*SOURCE DOCUMENT*:

*****

In the first implementation, the arm follows the camera's position mirrored along the x and z axis. I was creating a new arm instance for every new position, leading to erratic movements, which I then fixed.

Math

While I can try to explain what the math does, I can't fully explain why it does what it does (it has to do with velocities). In a later post, I'll make a more complete solution and explain in more detail.

The math is mostly trigonometry and linear linear algebra (matrix multiplication and cross products). Yay, linear algebra! It also involves quaternions if you're adventurous, but that was handled by nalgebra in my case. Here is how I understand it: the Jacobian J is a 6×n matrix which defines the axis of rotation R for each joint (per column of the matrix) such that rotating about that axis will bring the joint's z axis vector Z closer to the vector which points from it to the target end-effector. The first 3 rows specify the xyz components of R. It represents the axis to rotate about to get to the target pose. The next 3 rows specify the xyz components of Z, which can also be interpreted as the joint's contribution to the rotation of the end-effector. J × some rotations of joints (angular velocity) = translation and rotation of end-effector (linear and angular velocity). Probably.

*****

*MATERIAL SHOWN*:
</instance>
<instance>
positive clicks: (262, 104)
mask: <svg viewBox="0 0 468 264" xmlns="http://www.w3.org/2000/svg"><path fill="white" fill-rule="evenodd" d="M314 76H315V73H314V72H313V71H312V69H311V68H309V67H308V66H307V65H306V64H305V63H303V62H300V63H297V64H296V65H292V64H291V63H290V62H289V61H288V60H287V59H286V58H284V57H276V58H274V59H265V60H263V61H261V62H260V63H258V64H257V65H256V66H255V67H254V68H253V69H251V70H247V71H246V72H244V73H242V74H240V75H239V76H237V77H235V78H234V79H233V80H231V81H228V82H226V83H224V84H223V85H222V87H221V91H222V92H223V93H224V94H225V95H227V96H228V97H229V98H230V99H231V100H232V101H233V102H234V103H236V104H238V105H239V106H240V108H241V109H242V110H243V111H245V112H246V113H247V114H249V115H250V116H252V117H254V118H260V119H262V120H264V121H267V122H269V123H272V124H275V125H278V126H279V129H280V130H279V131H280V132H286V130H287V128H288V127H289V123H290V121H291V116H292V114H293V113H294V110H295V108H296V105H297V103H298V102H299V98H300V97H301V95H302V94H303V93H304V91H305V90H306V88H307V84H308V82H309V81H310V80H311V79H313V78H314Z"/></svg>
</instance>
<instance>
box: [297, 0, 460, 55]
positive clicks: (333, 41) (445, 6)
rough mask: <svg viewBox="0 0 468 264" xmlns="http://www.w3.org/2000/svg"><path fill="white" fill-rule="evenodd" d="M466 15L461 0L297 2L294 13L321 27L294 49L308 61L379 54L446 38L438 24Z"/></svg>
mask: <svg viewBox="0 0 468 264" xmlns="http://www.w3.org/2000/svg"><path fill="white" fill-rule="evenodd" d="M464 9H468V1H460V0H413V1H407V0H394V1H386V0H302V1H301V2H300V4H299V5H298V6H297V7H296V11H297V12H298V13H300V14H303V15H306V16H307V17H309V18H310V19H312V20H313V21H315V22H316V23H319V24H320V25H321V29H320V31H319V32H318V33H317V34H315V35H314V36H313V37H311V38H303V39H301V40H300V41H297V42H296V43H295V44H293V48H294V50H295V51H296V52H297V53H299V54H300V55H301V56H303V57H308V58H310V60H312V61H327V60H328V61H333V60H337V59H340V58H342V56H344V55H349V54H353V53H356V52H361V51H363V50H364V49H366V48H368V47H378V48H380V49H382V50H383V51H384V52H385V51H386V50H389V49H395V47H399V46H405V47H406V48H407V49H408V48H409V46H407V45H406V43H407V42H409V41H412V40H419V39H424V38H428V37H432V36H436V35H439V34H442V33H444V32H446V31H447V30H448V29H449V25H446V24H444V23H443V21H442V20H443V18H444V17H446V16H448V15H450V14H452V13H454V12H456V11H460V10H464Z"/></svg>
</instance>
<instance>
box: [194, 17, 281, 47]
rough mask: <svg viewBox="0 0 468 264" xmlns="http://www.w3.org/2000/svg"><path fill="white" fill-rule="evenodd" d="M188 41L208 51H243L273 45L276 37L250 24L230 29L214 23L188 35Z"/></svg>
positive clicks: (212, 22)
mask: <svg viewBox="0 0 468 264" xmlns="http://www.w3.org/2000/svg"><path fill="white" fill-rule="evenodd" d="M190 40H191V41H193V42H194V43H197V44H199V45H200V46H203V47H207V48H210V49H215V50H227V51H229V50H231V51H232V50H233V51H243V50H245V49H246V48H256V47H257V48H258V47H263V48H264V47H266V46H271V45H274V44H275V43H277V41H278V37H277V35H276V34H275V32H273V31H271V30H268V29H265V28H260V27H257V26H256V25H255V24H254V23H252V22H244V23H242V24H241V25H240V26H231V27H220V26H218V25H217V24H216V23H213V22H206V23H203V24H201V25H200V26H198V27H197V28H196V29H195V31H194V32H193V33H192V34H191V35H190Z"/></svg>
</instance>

*****

*INSTRUCTIONS*:
1: In the arm write-up, what handled the quaternions?
2: Extend the arm write-up, picking up after its last sentence.

*RESPONSES BY ITEM NUMBER*:
1: nalgebra

2:
The pseudo-inverse of the Jacobian J+ is an n×6 matrix. It does the same thing as J, just backwards. J+ × translation and rotation of end-effector = rotations of joints. Thus, the multiplication of the pseudo-inverse (n×6) with the difference in position and rotation between the current and target end-effector (6×1) results in an n×1 vector of rotations dq. The rotation reduces the error between the current and target end-effector and is added to θ of each joint. You can additionally multiply the rotations with a constant step_size to have more gradual movements.

Each joint should only rotate an angle θ about its up/y-axis, like a regular motor which can only rotate about one axis.

That being said, there is something wrong with my implementation. Here, since the first link is inclined upwards, the second link should be also be inclined instead of being completely horizontal. I'll fix it eventually.

At each step, rotation from dq is added to the corresponding joint for every joint, then dq is calculated again, and it repeats until the end-effector falls within a margin of error. I refactored the code to return each step it takes.

Here I additionally decreased the step-size to make it extra smooth.

Linear transformations do the most mind-blowing things.

Problems

One problem I encountered was the browser freezing at certain positions. When I ran the same position through the Rust code it worked just fine and when I decreased the max iterations to 20 it ran fine in the browser. I thought it was a memory limitation in the browser at high iterations, but that didn't make sense. I found that sometimes converting a rotation matrix to an angle returned NaN due to floating point error that made the input to acos more than 1. For some reason that caused an infinite loop somewhere in the nalgebra library.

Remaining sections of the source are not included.